──────── Selected extract ────────
INFERENCEDYNAMICS: Efficient Routing Across LLMs through Structured Capability and Knowledge Profiling

TL;DR

InferenceDynamics presents a scalable, knowledge- and capability-driven routing framework for selecting among a large pool of specialized LLMs. It introduces RouteMix, a comprehensive benchmark to evaluate generalization with 24 diverse tasks and four out-of-distribution benchmarks. The method jointly scores knowledge and capabilities and performs cost-aware routing, achieving an average improvement of $1.28$ over the best single model while roughly halving the computational budget under constraints. The work demonstrates robust routing in dynamic model pools and across varied domains, with implications for efficient, tailored utilization of the LLM ecosystem and open-source release for reproducibility.
──────── Extracted data ────────
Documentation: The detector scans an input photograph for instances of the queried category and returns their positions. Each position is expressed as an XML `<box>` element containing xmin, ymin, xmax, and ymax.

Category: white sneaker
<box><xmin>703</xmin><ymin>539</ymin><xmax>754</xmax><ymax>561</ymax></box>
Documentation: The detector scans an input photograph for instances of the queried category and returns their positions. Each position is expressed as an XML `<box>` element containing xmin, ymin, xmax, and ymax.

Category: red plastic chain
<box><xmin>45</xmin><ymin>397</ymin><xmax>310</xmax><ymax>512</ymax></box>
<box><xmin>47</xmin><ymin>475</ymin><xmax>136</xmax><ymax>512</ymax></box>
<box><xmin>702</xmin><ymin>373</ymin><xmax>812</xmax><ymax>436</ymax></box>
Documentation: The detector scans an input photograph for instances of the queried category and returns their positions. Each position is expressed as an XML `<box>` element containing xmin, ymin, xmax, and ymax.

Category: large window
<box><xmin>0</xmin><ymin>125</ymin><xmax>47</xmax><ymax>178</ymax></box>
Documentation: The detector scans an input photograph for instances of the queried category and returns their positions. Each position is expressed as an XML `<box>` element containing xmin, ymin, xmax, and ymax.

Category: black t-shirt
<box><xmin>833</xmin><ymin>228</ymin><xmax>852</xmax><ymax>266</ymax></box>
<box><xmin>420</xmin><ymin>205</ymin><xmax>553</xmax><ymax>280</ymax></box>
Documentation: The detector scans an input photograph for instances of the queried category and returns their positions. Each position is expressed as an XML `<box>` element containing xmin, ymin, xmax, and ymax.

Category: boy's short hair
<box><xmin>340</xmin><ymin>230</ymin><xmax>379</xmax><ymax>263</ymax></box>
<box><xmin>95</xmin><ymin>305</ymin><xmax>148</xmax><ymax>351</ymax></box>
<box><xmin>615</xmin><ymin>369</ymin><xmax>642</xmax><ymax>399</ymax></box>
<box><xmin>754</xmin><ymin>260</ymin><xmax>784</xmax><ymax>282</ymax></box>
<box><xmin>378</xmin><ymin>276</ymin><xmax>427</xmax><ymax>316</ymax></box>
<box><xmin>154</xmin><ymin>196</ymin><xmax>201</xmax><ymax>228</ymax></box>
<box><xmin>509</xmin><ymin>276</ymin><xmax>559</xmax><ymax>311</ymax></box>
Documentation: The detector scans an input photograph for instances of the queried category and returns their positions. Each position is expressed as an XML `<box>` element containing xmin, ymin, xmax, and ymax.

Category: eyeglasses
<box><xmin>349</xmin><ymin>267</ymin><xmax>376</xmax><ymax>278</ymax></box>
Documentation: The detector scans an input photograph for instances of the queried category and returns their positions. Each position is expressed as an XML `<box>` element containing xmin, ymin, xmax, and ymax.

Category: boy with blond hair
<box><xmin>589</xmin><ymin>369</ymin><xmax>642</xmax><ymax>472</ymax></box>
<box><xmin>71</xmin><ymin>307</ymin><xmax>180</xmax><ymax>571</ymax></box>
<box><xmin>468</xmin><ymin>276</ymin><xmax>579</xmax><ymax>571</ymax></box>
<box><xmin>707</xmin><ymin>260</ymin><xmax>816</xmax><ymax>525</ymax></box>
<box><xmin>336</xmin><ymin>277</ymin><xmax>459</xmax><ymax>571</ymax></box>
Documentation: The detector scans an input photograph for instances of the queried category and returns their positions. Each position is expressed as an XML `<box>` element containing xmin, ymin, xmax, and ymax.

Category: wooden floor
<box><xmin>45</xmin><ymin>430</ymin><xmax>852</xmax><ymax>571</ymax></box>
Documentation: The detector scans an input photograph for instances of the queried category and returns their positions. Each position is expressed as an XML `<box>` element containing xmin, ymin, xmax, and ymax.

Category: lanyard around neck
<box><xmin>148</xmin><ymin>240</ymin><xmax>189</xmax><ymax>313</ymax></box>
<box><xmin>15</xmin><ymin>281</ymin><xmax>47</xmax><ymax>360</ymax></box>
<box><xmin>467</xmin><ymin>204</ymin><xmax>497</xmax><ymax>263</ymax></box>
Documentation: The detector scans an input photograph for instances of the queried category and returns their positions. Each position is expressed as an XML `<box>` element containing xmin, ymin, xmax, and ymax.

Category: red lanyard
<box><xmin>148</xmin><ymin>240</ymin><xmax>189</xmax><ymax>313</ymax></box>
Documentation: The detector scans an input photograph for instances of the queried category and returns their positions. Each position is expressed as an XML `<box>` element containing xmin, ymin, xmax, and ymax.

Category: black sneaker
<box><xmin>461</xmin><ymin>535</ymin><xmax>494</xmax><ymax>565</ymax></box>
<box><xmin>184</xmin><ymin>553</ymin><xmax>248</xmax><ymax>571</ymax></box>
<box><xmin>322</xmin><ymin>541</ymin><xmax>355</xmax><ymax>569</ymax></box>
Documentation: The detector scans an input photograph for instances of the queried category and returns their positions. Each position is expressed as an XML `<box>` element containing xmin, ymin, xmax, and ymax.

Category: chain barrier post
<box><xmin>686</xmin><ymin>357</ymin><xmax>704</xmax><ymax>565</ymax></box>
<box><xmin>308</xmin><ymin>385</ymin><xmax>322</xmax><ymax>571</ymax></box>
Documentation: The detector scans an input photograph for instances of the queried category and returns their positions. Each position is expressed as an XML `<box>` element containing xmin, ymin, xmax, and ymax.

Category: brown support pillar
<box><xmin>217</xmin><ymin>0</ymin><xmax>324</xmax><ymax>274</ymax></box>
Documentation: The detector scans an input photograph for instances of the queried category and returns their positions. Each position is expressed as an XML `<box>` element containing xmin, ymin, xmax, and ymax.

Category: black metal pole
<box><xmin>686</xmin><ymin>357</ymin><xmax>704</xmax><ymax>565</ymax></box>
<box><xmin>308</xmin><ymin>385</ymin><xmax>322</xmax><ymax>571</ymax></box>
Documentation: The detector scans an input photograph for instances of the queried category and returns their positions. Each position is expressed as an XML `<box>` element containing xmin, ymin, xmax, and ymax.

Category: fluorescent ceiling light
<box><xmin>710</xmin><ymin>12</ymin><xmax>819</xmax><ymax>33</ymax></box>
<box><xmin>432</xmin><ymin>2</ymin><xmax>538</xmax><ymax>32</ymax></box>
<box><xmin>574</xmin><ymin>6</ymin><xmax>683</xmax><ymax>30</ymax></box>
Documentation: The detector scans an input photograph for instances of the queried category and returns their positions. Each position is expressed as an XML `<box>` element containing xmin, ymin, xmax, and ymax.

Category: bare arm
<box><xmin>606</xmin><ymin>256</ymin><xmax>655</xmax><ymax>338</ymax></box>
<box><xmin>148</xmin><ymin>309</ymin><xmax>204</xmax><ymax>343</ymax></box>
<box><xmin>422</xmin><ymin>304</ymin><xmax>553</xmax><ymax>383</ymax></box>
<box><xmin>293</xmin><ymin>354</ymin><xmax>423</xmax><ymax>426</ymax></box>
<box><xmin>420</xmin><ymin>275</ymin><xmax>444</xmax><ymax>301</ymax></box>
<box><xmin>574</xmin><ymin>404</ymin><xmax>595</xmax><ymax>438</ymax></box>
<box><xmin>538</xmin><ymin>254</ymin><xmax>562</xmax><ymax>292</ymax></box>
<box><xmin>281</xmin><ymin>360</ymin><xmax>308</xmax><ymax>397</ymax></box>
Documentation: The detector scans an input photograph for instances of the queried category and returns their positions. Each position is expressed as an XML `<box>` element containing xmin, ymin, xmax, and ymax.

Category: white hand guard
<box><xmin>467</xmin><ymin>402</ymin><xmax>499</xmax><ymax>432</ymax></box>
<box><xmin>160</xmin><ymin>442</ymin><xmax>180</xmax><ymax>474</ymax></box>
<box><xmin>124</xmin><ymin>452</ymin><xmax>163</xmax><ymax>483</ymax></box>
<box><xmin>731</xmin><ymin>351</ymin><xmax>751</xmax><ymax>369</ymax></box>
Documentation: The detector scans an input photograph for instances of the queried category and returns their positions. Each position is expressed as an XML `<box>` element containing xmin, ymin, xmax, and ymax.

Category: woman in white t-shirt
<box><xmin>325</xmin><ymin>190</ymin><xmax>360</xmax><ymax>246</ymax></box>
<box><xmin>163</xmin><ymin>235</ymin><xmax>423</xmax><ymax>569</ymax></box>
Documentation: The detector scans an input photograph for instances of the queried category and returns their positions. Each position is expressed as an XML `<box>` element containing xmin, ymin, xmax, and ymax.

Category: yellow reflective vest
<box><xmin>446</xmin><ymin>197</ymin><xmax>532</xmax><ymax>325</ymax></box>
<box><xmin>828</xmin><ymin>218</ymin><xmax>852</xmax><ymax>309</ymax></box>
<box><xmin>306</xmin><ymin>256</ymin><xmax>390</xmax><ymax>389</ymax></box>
────────
Required work:
Print everything in the InferenceDynamics summary from "INFERENCEDYNAMICS: Efficient Routing" down to "release for reproducibility.".

Answer for this exercise:
INFERENCEDYNAMICS: Efficient Routing Across LLMs through Structured Capability and Knowledge Profiling

TL;DR

InferenceDynamics presents a scalable, knowledge- and capability-driven routing framework for selecting among a large pool of specialized LLMs. It introduces RouteMix, a comprehensive benchmark to evaluate generalization with 24 diverse tasks and four out-of-distribution benchmarks. The method jointly scores knowledge and capabilities and performs cost-aware routing, achieving an average improvement of $1.28$ over the best single model while roughly halving the computational budget under constraints. The work demonstrates robust routing in dynamic model pools and across varied domains, with implications for efficient, tailored utilization of the LLM ecosystem and open-source release for reproducibility.